*** Opening of Records supplied ***
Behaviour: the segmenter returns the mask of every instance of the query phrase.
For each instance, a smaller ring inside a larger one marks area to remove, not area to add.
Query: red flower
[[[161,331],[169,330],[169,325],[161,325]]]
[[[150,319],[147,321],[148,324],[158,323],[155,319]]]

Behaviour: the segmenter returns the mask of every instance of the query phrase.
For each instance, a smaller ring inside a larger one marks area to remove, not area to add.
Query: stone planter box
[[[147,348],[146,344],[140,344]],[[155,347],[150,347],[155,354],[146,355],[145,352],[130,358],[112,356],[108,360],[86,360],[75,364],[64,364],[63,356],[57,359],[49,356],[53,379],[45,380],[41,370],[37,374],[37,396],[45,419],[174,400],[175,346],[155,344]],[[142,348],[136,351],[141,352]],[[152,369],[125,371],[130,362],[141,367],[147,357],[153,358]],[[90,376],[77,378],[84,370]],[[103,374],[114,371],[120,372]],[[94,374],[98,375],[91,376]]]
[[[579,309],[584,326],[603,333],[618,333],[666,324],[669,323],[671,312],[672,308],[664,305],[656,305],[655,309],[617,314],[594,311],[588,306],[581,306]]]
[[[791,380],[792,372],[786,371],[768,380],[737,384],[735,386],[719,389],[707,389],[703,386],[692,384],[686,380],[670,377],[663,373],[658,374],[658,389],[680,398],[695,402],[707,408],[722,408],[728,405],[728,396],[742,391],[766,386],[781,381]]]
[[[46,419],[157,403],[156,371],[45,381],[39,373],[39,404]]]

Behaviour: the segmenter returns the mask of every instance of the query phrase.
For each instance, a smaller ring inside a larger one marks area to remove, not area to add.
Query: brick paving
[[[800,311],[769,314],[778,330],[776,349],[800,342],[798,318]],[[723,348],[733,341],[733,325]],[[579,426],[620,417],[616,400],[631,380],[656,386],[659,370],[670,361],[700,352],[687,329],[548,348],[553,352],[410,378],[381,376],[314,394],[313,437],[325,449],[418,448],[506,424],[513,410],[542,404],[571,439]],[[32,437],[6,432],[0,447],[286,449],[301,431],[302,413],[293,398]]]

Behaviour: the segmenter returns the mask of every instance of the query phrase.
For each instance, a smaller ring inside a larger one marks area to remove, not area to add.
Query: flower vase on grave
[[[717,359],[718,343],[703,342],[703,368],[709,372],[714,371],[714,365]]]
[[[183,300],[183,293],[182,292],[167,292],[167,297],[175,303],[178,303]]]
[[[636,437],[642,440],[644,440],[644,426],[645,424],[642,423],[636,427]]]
*** Close of Records supplied ***
### What you need to do
The records above must be retyped in full, exactly.

### Result for this exercise
Behaviour: the segmenter returns the mask of every instance of the query phrase.
For each instance, a smaller ring inside a larger one marks area to remove, not area to add.
Query: red flower
[[[161,331],[169,330],[169,325],[161,325]]]
[[[150,319],[147,321],[148,324],[158,323],[155,319]]]

Behaviour: the segmenter returns the mask of every instance of the query phrase.
For each instance, a smaller ring inside a larger one marks area to remove, not area to add.
Query: stone planter box
[[[147,348],[146,344],[140,344]],[[155,347],[150,347],[155,354],[146,355],[145,352],[130,358],[112,356],[108,360],[86,360],[75,364],[64,364],[63,356],[57,359],[49,356],[53,379],[45,380],[41,370],[37,374],[37,396],[45,419],[174,400],[175,346],[155,344]],[[142,348],[136,351],[141,352]],[[152,369],[125,371],[130,362],[141,367],[147,357],[153,358]],[[90,376],[77,378],[84,370]],[[103,374],[114,371],[120,372]],[[94,374],[98,375],[91,376]]]
[[[579,309],[584,326],[603,333],[618,333],[666,324],[669,323],[671,312],[672,308],[664,305],[656,305],[655,309],[617,314],[594,311],[588,306],[581,306]]]
[[[791,380],[792,372],[786,371],[768,380],[737,384],[735,386],[719,389],[707,389],[703,386],[692,384],[686,380],[670,377],[663,373],[658,374],[658,389],[680,398],[695,402],[707,408],[722,408],[728,405],[728,396],[742,391],[766,386],[781,381]]]
[[[46,419],[157,403],[156,371],[45,381],[39,373],[39,404]]]

Behaviour: the segmenter returns the mask of every instance of the query phrase.
For each instance, a smaller ring inside a larger one marks area to remove, not area to add.
Query: brick paving
[[[800,311],[769,314],[778,330],[776,349],[800,342],[798,318]],[[723,348],[733,341],[733,325]],[[579,426],[620,417],[616,400],[631,380],[656,386],[659,370],[670,361],[700,352],[687,329],[548,348],[553,352],[410,378],[381,376],[314,394],[313,437],[325,449],[418,448],[506,424],[513,410],[542,404],[571,439]],[[32,437],[6,432],[0,447],[286,449],[301,431],[302,413],[293,398]]]

Behaviour: the segmenter returns the mask of every instance of the query phrase.
For each instance, a smaller ring inside a larger one marks area to remove, not area to add.
Query: flower vase on grave
[[[717,359],[718,343],[703,342],[703,368],[709,372],[714,371],[714,365]]]
[[[183,300],[183,293],[182,292],[167,292],[167,297],[175,303],[178,303]]]
[[[636,437],[642,440],[644,440],[644,426],[645,424],[642,423],[636,427]]]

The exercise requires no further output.